-- start of THE RECORDS --

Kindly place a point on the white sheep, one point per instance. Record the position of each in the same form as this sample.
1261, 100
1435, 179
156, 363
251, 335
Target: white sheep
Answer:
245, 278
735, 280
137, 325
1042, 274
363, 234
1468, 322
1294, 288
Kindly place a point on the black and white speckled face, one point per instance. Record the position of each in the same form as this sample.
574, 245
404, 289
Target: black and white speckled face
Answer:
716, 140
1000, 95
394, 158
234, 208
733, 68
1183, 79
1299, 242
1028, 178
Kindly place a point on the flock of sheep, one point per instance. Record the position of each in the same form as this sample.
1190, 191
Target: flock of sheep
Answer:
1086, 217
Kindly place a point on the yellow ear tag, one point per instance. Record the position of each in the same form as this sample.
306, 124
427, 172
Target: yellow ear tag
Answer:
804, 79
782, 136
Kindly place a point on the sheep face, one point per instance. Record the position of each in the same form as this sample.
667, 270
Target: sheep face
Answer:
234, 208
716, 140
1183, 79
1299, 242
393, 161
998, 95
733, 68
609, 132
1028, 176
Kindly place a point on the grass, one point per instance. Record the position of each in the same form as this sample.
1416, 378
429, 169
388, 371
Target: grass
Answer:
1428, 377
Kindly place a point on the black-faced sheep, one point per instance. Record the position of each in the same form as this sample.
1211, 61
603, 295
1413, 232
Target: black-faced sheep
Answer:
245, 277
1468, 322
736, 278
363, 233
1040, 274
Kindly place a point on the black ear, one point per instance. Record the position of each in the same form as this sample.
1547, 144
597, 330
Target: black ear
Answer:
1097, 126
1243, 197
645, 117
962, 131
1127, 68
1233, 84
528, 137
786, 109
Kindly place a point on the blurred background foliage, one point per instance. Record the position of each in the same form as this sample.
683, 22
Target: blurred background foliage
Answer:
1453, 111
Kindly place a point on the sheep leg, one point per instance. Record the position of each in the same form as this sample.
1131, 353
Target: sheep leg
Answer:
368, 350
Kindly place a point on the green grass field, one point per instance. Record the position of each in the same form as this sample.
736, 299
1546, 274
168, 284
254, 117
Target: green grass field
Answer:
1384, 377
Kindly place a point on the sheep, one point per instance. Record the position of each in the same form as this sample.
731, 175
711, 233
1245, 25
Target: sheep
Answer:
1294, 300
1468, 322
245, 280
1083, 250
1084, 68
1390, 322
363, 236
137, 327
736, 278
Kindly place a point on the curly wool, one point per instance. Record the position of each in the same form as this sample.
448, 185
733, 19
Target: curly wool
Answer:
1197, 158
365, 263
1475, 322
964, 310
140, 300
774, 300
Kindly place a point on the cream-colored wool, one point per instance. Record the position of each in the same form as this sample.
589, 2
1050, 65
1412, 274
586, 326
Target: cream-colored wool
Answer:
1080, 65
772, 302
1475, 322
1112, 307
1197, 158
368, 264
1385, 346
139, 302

-- end of THE RECORDS --

### DIRECTION:
Copy exactly the lines above, from the one containing "Kindly place a point on the green" through the very last line.

### WRITTEN RESPONSE:
Kindly place a point on the green grass field, one point per instance. Record the position of each in the same form as this sample.
736, 299
1546, 274
168, 284
254, 117
Target: green grass field
Answer:
1384, 377
Kindly place a point on the sheep, one point per instance. Record the position of each in the same form as this sample.
731, 175
711, 233
1245, 25
Target: sheep
Answer:
1294, 300
1468, 322
245, 280
1083, 250
1084, 68
1390, 322
363, 236
137, 327
736, 278
Kindly place a point on the curly wool, one point per instance. Record the position of each in the same form as this sample.
448, 185
733, 19
Target: curly wool
Answer:
1197, 158
365, 263
1475, 322
964, 310
140, 300
774, 300
Kindly place a point on the cream-colored wool, one point per instance. Record the position of each in the same form as this sample.
589, 2
1050, 65
1412, 274
586, 326
Target: cream-colored wool
Answer:
1080, 65
772, 302
1475, 322
1112, 307
1197, 158
368, 264
1385, 346
139, 302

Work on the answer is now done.